Return the records below from the line containing "Note to the class: find each instance of the metal antenna" onward, exactly, through and including the last line.

----

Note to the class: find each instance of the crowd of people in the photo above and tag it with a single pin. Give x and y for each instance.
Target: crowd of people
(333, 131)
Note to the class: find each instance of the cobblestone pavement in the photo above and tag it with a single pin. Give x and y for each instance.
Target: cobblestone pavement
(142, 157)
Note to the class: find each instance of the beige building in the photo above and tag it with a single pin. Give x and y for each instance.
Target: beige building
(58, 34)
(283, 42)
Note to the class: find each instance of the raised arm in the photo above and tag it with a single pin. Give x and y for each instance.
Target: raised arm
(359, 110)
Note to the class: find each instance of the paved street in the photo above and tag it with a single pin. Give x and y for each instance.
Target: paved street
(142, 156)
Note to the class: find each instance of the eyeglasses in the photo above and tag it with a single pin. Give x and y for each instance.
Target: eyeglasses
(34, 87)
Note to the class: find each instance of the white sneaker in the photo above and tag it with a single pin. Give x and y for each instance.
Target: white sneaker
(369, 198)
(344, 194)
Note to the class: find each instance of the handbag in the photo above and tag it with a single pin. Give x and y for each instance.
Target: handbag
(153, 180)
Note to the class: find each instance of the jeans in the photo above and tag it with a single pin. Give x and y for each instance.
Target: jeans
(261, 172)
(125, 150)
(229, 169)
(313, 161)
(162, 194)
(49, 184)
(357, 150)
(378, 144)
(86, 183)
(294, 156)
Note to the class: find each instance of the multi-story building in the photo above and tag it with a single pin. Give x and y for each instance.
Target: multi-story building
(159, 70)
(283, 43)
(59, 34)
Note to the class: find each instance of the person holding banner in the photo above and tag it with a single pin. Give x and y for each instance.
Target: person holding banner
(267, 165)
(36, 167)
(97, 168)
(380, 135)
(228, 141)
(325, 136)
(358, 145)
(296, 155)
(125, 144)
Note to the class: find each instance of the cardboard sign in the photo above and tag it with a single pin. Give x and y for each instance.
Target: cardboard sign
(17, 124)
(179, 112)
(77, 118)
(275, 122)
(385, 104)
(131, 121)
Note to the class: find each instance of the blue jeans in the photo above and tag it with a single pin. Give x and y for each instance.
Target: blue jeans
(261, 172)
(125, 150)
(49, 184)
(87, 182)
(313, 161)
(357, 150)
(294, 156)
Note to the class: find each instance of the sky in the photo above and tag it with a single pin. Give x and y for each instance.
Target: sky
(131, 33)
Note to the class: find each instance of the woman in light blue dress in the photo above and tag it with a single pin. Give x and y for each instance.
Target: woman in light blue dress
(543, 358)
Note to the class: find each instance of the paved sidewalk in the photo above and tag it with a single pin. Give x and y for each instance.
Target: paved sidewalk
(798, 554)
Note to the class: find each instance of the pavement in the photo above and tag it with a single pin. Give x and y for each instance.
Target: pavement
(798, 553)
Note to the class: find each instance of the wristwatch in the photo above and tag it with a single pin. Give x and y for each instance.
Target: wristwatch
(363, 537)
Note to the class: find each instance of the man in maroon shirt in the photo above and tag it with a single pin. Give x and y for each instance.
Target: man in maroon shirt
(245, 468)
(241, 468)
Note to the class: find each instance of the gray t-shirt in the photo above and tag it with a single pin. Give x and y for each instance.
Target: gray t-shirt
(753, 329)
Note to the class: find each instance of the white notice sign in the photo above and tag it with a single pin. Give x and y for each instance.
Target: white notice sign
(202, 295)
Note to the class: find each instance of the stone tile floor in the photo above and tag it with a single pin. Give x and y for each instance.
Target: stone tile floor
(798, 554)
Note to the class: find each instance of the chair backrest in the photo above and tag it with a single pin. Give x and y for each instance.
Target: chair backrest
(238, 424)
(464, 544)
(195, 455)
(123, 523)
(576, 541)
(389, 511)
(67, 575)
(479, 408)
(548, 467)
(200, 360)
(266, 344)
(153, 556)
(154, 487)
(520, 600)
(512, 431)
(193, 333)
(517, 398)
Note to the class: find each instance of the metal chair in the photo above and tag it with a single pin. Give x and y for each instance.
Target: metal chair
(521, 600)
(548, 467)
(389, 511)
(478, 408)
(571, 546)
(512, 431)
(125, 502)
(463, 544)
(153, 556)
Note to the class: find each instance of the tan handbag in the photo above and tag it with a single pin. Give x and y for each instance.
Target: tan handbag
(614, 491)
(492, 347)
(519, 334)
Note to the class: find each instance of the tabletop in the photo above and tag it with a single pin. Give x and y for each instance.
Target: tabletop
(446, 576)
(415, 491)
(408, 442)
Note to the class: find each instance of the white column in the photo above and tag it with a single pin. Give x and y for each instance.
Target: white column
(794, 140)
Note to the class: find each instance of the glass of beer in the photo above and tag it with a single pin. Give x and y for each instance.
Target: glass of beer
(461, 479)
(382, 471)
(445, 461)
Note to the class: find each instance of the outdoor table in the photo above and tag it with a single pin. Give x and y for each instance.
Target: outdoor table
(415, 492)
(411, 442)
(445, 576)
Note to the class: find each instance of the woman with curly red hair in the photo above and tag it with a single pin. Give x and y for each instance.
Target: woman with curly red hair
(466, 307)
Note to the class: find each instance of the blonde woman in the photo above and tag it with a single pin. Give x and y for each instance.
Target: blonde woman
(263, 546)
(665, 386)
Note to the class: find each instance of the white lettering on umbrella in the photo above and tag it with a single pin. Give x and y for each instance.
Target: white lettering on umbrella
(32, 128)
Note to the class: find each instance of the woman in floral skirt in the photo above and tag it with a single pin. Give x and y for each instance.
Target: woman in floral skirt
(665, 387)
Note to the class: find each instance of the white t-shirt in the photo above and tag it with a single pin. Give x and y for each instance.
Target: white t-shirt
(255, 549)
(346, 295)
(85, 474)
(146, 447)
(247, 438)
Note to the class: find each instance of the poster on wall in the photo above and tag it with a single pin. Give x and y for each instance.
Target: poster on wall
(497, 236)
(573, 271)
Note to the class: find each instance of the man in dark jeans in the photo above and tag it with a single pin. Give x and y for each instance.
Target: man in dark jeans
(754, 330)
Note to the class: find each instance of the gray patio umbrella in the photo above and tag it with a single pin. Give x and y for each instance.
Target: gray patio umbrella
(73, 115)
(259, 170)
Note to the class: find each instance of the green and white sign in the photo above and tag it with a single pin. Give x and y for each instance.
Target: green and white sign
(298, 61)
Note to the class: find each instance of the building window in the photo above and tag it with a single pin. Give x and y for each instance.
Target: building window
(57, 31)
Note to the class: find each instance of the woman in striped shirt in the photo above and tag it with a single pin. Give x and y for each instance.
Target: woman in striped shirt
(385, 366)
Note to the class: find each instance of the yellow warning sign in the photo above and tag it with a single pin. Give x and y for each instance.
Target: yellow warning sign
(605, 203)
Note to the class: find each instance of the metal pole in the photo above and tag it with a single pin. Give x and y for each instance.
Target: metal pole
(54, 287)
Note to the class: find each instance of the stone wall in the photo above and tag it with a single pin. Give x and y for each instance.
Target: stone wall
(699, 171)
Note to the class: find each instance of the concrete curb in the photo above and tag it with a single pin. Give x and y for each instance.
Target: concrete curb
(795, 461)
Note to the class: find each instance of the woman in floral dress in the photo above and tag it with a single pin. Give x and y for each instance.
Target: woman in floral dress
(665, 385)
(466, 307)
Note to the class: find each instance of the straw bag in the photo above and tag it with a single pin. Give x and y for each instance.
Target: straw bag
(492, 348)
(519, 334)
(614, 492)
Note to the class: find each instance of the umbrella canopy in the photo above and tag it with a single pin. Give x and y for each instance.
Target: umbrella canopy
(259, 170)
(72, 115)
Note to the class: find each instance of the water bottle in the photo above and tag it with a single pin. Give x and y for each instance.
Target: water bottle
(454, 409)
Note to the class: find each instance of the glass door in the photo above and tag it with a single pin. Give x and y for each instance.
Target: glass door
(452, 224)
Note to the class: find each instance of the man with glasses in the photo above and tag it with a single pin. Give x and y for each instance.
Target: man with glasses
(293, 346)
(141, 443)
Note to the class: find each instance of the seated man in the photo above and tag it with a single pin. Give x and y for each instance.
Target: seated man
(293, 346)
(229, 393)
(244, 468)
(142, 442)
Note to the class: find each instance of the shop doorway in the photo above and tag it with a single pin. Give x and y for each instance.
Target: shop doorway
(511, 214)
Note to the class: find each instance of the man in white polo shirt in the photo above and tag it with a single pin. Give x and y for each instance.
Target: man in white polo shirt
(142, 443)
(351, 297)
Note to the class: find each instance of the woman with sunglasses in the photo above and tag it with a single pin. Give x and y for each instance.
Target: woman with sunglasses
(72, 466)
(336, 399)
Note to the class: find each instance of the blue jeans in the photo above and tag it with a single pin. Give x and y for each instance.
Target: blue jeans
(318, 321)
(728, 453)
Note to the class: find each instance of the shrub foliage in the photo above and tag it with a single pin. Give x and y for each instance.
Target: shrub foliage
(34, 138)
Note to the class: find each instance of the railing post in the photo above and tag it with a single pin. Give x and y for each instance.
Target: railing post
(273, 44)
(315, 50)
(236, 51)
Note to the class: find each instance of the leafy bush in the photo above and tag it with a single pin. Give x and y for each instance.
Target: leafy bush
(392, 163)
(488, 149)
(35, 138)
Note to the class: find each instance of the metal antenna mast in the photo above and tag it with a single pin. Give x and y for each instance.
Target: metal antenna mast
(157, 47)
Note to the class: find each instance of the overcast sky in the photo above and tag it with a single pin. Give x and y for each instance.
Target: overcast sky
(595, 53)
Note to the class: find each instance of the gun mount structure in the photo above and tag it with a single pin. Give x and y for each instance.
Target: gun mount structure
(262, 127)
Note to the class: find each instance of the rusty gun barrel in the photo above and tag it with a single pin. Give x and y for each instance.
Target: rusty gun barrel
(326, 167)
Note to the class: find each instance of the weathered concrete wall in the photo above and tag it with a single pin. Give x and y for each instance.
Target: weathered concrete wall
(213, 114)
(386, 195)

----

# [RESULT OF THIS TASK]
Note to the class: find each instance of the metal antenna mast in the photo above and tag it with a single pin. Give x and y for each instance.
Target: metal antenna mast
(157, 47)
Note to the class: find each instance of the overcast sky in the photo above and tag it with a single pin. Give x and y for each instance.
Target: overcast sky
(595, 53)
Note to the class: find each instance of the gun mount structure in the photo above and tag it with a single pin. Give x and y for each instance.
Target: gun mount structure
(262, 127)
Note to the class: find each instance of the rusty gun barrel in the photo above and tag it with a single pin. Give x and y for each instance.
Target: rusty gun barrel
(326, 167)
Note to the class: find each instance of the weathered concrete wall in the photo above and tag it with a single pin. Give x and y for each instance.
Target: weathered concrete wall
(213, 114)
(386, 195)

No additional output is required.